Task brief.
Reproduce the listing below verbatim, line for line, from its first line to its last.

Point labeling examples:
++++++++
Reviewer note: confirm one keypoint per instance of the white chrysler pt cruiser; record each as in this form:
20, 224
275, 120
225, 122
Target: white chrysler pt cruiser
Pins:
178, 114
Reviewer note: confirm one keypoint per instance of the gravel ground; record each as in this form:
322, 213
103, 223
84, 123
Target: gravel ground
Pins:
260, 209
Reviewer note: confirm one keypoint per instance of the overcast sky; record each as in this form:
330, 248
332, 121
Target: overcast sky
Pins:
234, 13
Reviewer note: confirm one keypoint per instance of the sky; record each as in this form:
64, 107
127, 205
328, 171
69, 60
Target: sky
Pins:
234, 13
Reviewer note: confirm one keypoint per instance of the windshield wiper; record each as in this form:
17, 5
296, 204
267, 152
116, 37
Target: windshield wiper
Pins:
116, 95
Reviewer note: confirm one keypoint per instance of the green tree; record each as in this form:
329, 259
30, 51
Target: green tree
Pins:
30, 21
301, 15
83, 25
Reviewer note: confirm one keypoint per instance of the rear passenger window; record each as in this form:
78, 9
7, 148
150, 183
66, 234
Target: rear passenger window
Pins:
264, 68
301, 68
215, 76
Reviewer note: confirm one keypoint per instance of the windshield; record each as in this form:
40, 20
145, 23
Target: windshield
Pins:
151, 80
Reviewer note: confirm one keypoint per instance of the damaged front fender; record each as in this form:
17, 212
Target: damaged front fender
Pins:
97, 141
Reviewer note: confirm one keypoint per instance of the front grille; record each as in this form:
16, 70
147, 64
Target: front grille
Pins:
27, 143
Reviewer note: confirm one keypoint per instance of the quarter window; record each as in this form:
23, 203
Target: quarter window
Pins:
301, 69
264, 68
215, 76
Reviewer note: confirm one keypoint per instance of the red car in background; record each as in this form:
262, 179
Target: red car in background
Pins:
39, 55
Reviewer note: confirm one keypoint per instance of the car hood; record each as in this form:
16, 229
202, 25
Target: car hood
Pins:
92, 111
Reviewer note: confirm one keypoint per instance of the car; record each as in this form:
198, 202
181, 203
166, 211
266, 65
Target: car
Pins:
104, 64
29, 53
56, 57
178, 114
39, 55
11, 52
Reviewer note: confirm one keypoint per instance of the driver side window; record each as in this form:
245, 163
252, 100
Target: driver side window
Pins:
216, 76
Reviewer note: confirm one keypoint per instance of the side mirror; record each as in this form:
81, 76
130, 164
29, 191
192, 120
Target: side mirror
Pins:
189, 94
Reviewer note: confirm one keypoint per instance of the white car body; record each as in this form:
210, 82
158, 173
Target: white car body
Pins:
++++++++
Solved exercise.
Reviewer note: confirm one keypoint per instance of the white chrysler pt cruiser; record each as in this form:
20, 224
275, 120
225, 122
Target: white chrysler pt cruiser
Pins:
178, 114
Reviewer note: confirm one keypoint per instance of the gravel ground; record each as in this form:
322, 213
103, 223
84, 123
Target: gravel ground
Pins:
260, 209
Reviewer note: confirm one keypoint per instance of the overcast sky; record each as in this form:
330, 248
332, 121
Target: overcast sky
Pins:
234, 13
Reviewer note: confirm one keypoint per instance of the sky; record each as in this form:
64, 107
127, 205
328, 171
69, 60
Target: sky
Pins:
234, 13
Reviewer note: confirm one keypoint per instance of the windshield wiper; record each as in this form:
17, 5
296, 204
267, 152
116, 37
Target: windshield wiper
Pins:
116, 95
Reviewer note: confirm one keypoint per instance of the green tree; record each as in this form:
329, 259
30, 51
Target: green tree
Pins:
30, 21
301, 15
83, 25
Reviewer note: confirm one keypoint per instance of the rear passenger window; record each as in this form:
78, 9
7, 148
150, 183
66, 234
Target: rear passenger window
Pins:
264, 68
301, 68
215, 76
Reviewer note: confirm one keypoint per instance of the windshield; record each as in this form:
40, 20
145, 23
Target: windshield
Pins:
151, 80
Reviewer note: confirm one keypoint per instance of the damaged front fender; record each as in this form:
17, 212
Target: damaged front fender
Pins:
97, 141
Reviewer note: confirm one keypoint per instance of the front grille; record each as in this form:
16, 70
147, 64
Target: front grille
Pins:
27, 143
Reviewer note: confirm one keypoint per instance of the quarter window; record each as in this form:
23, 203
Target: quarter window
Pins:
301, 69
264, 68
215, 76
Reviewer note: confirm one keypoint per instance of the red car in background; record each as in this form:
262, 179
Target: red car in background
Pins:
39, 55
Reviewer note: confirm one keypoint per instance of the car hood; record each as in this form:
16, 229
202, 25
Target: car hood
Pins:
92, 111
Reviewer note: confirm one keypoint per instance of the car; record each as in this form:
198, 202
181, 203
166, 211
266, 65
Target: car
Pins:
104, 64
29, 53
56, 57
178, 114
39, 55
11, 52
Reviewer note: confirm one keypoint per instance of the driver side window; record each as in this form:
245, 163
252, 100
Target: driver side window
Pins:
216, 76
Reviewer note: confirm one keypoint per instance of the side mirror; record each as in this form:
81, 76
130, 164
29, 191
192, 120
Target: side mirror
Pins:
189, 94
Reviewer note: confirm one keypoint per instance of the white car body; record each as in this form:
210, 82
158, 173
Target: white car body
Pins:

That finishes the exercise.